BEGIN
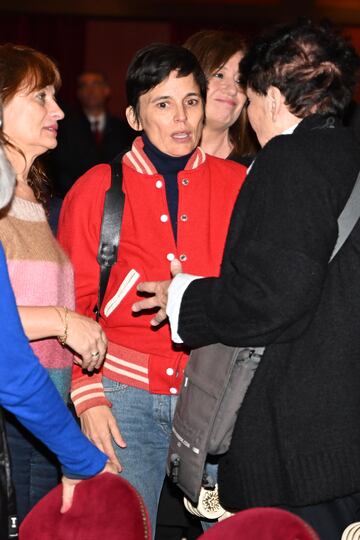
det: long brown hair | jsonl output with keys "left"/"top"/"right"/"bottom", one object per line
{"left": 0, "top": 44, "right": 61, "bottom": 204}
{"left": 184, "top": 30, "right": 258, "bottom": 157}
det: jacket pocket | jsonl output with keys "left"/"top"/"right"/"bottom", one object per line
{"left": 104, "top": 268, "right": 140, "bottom": 317}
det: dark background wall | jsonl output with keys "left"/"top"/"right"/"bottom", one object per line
{"left": 0, "top": 0, "right": 359, "bottom": 118}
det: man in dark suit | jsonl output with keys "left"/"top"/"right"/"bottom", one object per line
{"left": 48, "top": 71, "right": 135, "bottom": 197}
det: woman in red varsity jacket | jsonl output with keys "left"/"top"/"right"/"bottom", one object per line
{"left": 58, "top": 43, "right": 246, "bottom": 535}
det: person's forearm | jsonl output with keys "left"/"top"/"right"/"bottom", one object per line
{"left": 18, "top": 305, "right": 66, "bottom": 341}
{"left": 0, "top": 248, "right": 107, "bottom": 478}
{"left": 19, "top": 305, "right": 107, "bottom": 370}
{"left": 7, "top": 362, "right": 108, "bottom": 478}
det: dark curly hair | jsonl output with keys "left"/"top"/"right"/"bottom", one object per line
{"left": 240, "top": 19, "right": 360, "bottom": 118}
{"left": 0, "top": 43, "right": 61, "bottom": 205}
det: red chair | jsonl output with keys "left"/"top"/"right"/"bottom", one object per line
{"left": 20, "top": 473, "right": 151, "bottom": 540}
{"left": 199, "top": 507, "right": 319, "bottom": 540}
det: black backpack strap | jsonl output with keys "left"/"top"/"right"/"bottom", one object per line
{"left": 94, "top": 153, "right": 125, "bottom": 321}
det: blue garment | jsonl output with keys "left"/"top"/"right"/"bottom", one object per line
{"left": 5, "top": 418, "right": 59, "bottom": 522}
{"left": 0, "top": 243, "right": 107, "bottom": 478}
{"left": 102, "top": 377, "right": 177, "bottom": 536}
{"left": 48, "top": 195, "right": 63, "bottom": 235}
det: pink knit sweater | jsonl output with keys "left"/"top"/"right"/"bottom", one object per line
{"left": 0, "top": 196, "right": 74, "bottom": 400}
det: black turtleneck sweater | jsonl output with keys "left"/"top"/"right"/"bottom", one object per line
{"left": 142, "top": 133, "right": 194, "bottom": 242}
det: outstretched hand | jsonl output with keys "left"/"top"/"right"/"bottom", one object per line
{"left": 132, "top": 259, "right": 182, "bottom": 326}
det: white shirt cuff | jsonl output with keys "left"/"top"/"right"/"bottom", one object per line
{"left": 167, "top": 273, "right": 203, "bottom": 343}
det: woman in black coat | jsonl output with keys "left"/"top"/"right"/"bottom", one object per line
{"left": 134, "top": 19, "right": 360, "bottom": 540}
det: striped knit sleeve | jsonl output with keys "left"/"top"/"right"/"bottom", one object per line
{"left": 71, "top": 363, "right": 111, "bottom": 415}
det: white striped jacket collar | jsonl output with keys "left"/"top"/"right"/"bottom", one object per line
END
● Exercise instructions
Beginning with the line that holds "det: striped knit", copy the entries exactly to their last line, and leave out every earlier line.

● Answer section
det: striped knit sleeve | jsonl output with keys "left"/"top"/"right"/"bottom", one object per line
{"left": 71, "top": 363, "right": 111, "bottom": 415}
det: white striped jacket collar | jsonl output with keys "left"/"top"/"right"/"bottom", one object per line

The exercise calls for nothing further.